After hearing about NoSQL for a couple years I finally started playing with RavenDB today in an .Net MVC app (simple blog). Getting the embedded database up and running was pretty quick and painless.
However, I've found that after inserting objects into the document store, they are not always there when the subsequent page refreshes. When I refresh the page they do show up. I read somewhere that this is due to stale indexes.
My question is, how are you supposed to use this in production on a site with inserts happening all the time (example: e-commerce). Isn't this always going to result in stale indexes and unreliable query results?
Think of what actually happens with a traditional database like SQL Server.
When an item is created, updated, or deleted from a table, any indexes associated with table also have to be updated.
The more indexes you have on a table, the slower your write operations will be.
If you create a new index on an existing table, it isn't used at all until it is fully built. If no other index can answer a query, then a slow table scan occurs.
If others attempt to query from an existing index while it is being modified, the reader will block until the modification is complete, because of the requirement for Consistency being higher priority than Availability.
This can often lead to slow reads, timeouts, and deadlocks.
The NoSQL concept of "Eventual Consistency" is designed to alleviate these concerns. It is optimized reads by prioritizing Availability higher than Consistency. RavenDB is not unique in this regard, but it is somewhat special in that it still has the ability to be consistent. If you are retrieving single document, such as reviewing an order or an end user viewing their profile, these operations are ACID compliant, and are not affected by the "eventual consistency" design.

++++++++++

*JOB A*
Return every line of the listing below that contains the string "tower", treating case as significant.

*RECORDS PROVIDED*
++++++++++

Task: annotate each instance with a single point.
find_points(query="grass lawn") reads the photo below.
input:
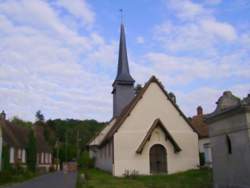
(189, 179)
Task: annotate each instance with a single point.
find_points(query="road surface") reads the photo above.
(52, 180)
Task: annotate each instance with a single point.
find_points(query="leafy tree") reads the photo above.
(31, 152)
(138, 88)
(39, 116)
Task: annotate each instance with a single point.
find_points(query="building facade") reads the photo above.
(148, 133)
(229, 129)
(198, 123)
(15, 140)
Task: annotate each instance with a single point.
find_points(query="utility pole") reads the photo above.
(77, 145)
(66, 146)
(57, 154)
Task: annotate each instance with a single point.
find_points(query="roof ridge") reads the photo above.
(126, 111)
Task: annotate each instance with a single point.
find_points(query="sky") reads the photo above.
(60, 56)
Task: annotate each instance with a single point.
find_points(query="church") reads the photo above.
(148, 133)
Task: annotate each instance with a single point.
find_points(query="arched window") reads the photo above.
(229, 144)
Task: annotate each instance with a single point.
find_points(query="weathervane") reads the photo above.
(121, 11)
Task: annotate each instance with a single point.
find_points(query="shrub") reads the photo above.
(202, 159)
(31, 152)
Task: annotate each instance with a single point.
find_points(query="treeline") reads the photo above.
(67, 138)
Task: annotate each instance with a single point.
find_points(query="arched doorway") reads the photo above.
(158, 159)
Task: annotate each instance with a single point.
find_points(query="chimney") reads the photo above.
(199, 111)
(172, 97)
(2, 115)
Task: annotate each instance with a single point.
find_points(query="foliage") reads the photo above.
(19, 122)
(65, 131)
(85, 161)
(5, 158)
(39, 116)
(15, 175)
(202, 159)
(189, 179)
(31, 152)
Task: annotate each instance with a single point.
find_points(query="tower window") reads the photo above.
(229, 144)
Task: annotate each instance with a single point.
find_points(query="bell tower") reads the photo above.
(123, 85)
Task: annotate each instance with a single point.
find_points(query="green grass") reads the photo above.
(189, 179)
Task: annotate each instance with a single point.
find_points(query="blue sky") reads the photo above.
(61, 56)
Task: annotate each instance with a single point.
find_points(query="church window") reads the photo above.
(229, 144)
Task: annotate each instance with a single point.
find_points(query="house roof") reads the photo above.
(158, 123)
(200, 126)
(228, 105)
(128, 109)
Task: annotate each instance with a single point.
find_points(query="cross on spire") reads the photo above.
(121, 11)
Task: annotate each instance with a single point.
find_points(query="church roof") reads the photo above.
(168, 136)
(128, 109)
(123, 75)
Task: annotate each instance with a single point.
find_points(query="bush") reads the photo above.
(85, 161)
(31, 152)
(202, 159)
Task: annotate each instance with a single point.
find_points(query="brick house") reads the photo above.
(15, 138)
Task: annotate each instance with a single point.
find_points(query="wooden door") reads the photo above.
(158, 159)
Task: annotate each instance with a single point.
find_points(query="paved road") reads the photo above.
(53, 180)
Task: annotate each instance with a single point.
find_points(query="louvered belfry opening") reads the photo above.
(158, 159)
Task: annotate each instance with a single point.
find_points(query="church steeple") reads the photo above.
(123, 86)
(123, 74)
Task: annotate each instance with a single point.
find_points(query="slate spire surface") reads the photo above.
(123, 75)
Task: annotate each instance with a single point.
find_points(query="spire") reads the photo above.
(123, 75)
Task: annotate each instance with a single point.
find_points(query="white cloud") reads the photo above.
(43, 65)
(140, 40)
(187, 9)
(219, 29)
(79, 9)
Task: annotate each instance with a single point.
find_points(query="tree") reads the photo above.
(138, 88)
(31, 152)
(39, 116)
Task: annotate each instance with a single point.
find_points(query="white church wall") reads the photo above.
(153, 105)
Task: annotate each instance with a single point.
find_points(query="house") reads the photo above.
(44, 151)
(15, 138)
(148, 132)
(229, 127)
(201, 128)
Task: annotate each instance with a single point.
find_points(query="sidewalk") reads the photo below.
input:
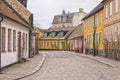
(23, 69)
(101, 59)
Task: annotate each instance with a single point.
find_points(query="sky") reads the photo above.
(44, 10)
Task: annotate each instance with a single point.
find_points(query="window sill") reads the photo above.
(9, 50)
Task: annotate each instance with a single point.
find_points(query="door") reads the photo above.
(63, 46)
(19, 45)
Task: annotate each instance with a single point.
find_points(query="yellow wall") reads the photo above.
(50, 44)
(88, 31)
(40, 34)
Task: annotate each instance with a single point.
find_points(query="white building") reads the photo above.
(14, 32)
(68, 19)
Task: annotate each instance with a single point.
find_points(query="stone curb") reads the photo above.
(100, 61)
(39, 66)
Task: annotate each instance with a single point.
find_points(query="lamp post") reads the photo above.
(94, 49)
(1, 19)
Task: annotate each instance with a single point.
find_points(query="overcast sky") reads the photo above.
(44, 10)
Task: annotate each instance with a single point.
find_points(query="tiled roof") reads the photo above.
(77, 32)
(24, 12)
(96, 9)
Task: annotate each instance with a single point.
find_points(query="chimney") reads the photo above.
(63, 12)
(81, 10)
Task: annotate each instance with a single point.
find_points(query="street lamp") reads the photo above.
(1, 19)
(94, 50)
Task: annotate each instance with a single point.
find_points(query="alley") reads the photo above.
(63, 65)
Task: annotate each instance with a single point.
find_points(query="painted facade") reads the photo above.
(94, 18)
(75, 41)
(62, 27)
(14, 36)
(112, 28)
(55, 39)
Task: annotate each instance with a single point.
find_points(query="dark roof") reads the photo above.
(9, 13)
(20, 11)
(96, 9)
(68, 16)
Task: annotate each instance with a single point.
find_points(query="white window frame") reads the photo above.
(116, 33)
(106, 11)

++++++++++

*JOB B*
In the RavenDB thread, which kinds of operations are described as ACID compliant and unaffected by the eventual consistency design?

*ANSWER A*
find_points(query="tower window") reads the photo above.
find_points(query="bell tower") reads the photo above.

*ANSWER B*
Retrieving a single document, such as reviewing an order or an end user viewing their profile.